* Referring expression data
__________

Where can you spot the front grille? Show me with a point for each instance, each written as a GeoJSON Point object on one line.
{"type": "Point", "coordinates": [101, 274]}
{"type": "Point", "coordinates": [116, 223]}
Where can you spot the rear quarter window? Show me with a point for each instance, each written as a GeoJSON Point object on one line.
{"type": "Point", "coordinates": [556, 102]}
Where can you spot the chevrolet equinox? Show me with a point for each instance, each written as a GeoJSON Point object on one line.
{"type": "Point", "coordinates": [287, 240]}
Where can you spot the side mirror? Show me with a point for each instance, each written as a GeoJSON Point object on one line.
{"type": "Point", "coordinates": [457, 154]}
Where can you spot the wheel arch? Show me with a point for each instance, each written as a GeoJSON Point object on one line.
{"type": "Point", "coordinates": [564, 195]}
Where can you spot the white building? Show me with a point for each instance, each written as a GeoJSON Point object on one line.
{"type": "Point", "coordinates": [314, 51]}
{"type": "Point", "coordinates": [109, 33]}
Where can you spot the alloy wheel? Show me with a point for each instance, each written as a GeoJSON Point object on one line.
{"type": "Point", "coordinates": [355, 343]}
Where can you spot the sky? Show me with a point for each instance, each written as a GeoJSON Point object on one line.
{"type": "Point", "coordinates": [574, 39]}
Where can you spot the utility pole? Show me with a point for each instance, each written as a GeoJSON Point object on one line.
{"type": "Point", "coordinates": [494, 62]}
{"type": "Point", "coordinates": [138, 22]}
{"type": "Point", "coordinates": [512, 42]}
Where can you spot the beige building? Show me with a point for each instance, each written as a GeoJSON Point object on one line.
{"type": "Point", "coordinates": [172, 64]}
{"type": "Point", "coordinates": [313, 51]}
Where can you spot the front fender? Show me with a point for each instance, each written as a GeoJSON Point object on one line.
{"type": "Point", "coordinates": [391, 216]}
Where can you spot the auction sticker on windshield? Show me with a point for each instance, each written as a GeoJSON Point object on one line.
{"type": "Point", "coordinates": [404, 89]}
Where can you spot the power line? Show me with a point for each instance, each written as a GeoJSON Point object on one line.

__________

* Task brief
Make a verbatim copy of every entry shown above.

* Answer to this exercise
Where can you spot the front grille? Show me with a point for each instance, each written as a GeoJSON Point object on one line.
{"type": "Point", "coordinates": [101, 274]}
{"type": "Point", "coordinates": [116, 223]}
Where can you spot the rear quarter window? Show me with a point for each instance, each written as a GeoJSON Point object on one line.
{"type": "Point", "coordinates": [556, 102]}
Where can you spot the chevrolet equinox? Show me with a point for each instance, each written as a GeoJSON Point object on one line.
{"type": "Point", "coordinates": [287, 240]}
Where can you spot the side mirror? Show me with a point for each instance, each written as a GeoJSON Point object on one line.
{"type": "Point", "coordinates": [457, 154]}
Where can you spot the wheel arch? Show me with a point for each instance, each written as a GeoJSON Point object on one line.
{"type": "Point", "coordinates": [564, 195]}
Where can you spot the white building? Show me with a point for each instance, each written as a GeoJSON Point object on one line.
{"type": "Point", "coordinates": [314, 51]}
{"type": "Point", "coordinates": [109, 33]}
Where can you spot the alloy wheel? Show me with a point for each instance, each written as a GeoJSON Point object on one line.
{"type": "Point", "coordinates": [355, 343]}
Where can you spot the sky? Show me with a point for each instance, each written as a GeoJSON Point object on one line.
{"type": "Point", "coordinates": [574, 39]}
Where can you spot the utility pole? Show me with a point for each instance, each written as a GeoJSON Point object on one line.
{"type": "Point", "coordinates": [494, 62]}
{"type": "Point", "coordinates": [138, 22]}
{"type": "Point", "coordinates": [512, 42]}
Where can you spot the beige building? Show me with a point for each instance, each written as a GeoJSON Point object on one line.
{"type": "Point", "coordinates": [172, 64]}
{"type": "Point", "coordinates": [313, 51]}
Where can you spot the front fender? Show me with a point for each instance, each written as a GeoJSON Point object on one line.
{"type": "Point", "coordinates": [391, 216]}
Where can you spot the auction sticker on windshield? Show me with a point for each instance, each written as a GeoJSON Point object on one line.
{"type": "Point", "coordinates": [404, 89]}
Where can you spot the power line? Show me with a point for each instance, each written as a GeoJSON Point object on one line.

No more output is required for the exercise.